### Work to do
1. Restate word for word the part of the culoepuya drums text between "- Prima - The" and "bare hand's fingertips.", inclusive.
2. Resume the text on culoepuya drums from where it stops.

### Passage shown
● ● ● ●

= Culoepuya =

Type of drum battery

The culo'e puya drums, also known as culoepuya, culo e puya, or culepuya, are a battery of small drums originally from Venezuela, with a Kongo lineage. They are used in an ensemble also known as redondo drums, after the dance motion and the circle which forms around the dancers during performance.

==Organology==

Culo'e puya drums. From left to right: prima, cruzao, and pujao

The culo'e puya battery comprises three drums made of lightweight wood from the tree known locally as lano or ceiba de lana (Ceiba pentandra, a member of the Bombacaceae family, to which Balsa also belongs). Both ends have skin heads, which are joined with tensors made of rope (nylon rope is commonly used today). The drums are roughly 1.5 m (4 ft.) in length and between 10 and 15 cm (4-6 inches) in diameter.

The inside of the drum is carved in the shape of an hourglass, instead of a cylinder.

There are three different diameters, each corresponding to a distinct "voice" or pattern. The different diameters are known as:

- Prima - The smallest. Also called hembra (female) or quitimba or quichimba (a word of probable African origin, but whose exact meaning has been lost).
- Cruzao - The middle diameter drum. The name means "hybrid" or "crossed".
- Pujao - The largest diameter. Also called macho (male). The word pujao is a vernacular misspelling of the past participle of the verb pujar, which means to struggle, to push, or (colloquially, in South America) to moan as a result of extreme effort.

==Playing technique==
Redondo drums are held between the player's legs and played with a stick in one hand and the fingers of the other (bare) hand. There are six basic strokes:

1. Open stroke with bare hand.
2. Closed stroke with bare hand's fingertips.
3. Bass stroke with the heel of the bare hand.

● ● ● ●

### Rows of box annotation data
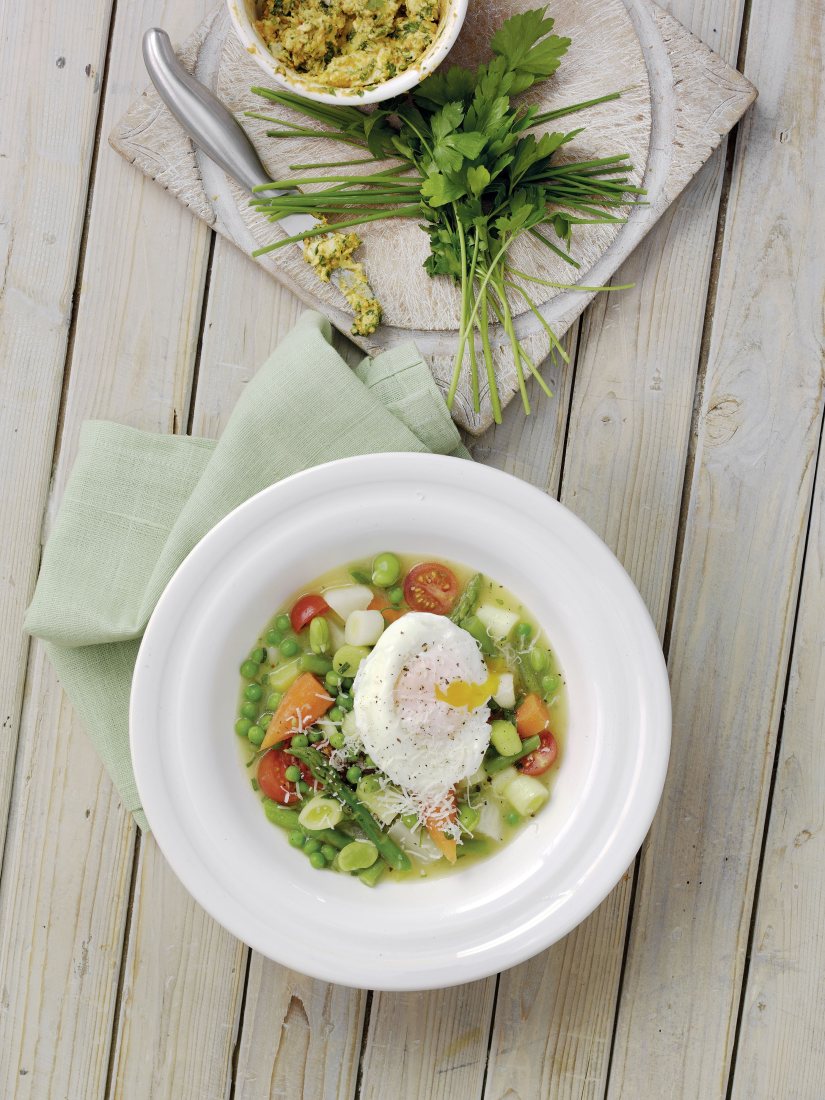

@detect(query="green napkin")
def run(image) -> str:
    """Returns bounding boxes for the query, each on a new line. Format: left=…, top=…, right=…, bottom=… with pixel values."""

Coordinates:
left=25, top=314, right=468, bottom=828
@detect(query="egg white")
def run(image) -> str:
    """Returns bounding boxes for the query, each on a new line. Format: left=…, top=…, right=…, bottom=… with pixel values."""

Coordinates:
left=353, top=612, right=490, bottom=812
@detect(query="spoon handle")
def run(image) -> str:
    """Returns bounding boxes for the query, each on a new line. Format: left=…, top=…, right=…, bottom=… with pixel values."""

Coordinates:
left=143, top=26, right=270, bottom=190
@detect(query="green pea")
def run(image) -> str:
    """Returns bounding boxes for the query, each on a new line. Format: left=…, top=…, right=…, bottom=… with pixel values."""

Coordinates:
left=264, top=799, right=300, bottom=832
left=541, top=674, right=559, bottom=695
left=309, top=615, right=330, bottom=653
left=332, top=645, right=370, bottom=688
left=246, top=726, right=266, bottom=748
left=298, top=651, right=332, bottom=677
left=373, top=553, right=402, bottom=589
left=528, top=646, right=550, bottom=672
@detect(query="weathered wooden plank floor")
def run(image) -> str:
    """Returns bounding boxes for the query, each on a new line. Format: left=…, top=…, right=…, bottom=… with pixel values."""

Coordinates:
left=0, top=0, right=825, bottom=1100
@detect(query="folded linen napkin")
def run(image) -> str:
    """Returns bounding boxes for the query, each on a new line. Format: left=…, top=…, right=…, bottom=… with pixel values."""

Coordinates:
left=24, top=312, right=469, bottom=828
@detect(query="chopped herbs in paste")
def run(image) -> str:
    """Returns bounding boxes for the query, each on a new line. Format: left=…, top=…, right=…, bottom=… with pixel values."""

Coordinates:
left=255, top=0, right=440, bottom=88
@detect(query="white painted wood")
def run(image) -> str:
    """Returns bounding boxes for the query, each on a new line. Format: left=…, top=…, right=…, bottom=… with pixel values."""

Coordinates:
left=0, top=0, right=208, bottom=1100
left=733, top=429, right=825, bottom=1100
left=608, top=0, right=825, bottom=1098
left=111, top=0, right=752, bottom=433
left=0, top=645, right=134, bottom=1100
left=352, top=326, right=578, bottom=1100
left=108, top=239, right=365, bottom=1100
left=477, top=3, right=756, bottom=1100
left=0, top=0, right=823, bottom=1100
left=361, top=978, right=495, bottom=1100
left=234, top=954, right=367, bottom=1100
left=0, top=0, right=111, bottom=866
left=106, top=836, right=246, bottom=1100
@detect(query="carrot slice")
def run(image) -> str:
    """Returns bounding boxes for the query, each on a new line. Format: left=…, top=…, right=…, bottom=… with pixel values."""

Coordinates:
left=516, top=694, right=550, bottom=740
left=425, top=794, right=458, bottom=864
left=261, top=672, right=333, bottom=751
left=366, top=592, right=407, bottom=623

● ● ● ●

### Exercise responses
1.
- Prima - The smallest. Also called hembra (female) or quitimba or quichimba (a word of probable African origin, but whose exact meaning has been lost).
- Cruzao - The middle diameter drum. The name means "hybrid" or "crossed".
- Pujao - The largest diameter. Also called macho (male). The word pujao is a vernacular misspelling of the past participle of the verb pujar, which means to struggle, to push, or (colloquially, in South America) to moan as a result of extreme effort.

==Playing technique==
Redondo drums are held between the player's legs and played with a stick in one hand and the fingers of the other (bare) hand. There are six basic strokes:

1. Open stroke with bare hand.
2. Closed stroke with bare hand's fingertips.

2.
4. Open stroke with stick on drum head.
5. Closed stroke with stick on drum head.
6. Side stick.

==Rhythms==

Drum pattern from Curiepe

Culo'e Puya drums are typical of the Barlovento region of North-central Venezuela. They are most commonly used in the festivities of the Summer Solstice/St. John the Baptist (June 24) as part of the Redondo ensemble, which also includes one or two maracas, voice and hand claps. The redondo players accompany the processions dedicated to St. John and play alongside it in an ensemble often called tambor pequeño or (small drum), to distinguish it from another battery of drums used during the St. John festivities, known as tambor grande (large drum), or Mina.

The basic pattern is usually notated in 6/8 or 12/8 time signatures. Each town in Barlovento has a unique way of interpreting the basic pattern and adds its own local variation, but in general, the prima carries the base of the rhythm and it is played on the upbeats, while the pujao improvises and the cruzao marks the downbeats. This contrasts with the role of the conga drums in the Cuban rumba, where the smallest drum is the soloist.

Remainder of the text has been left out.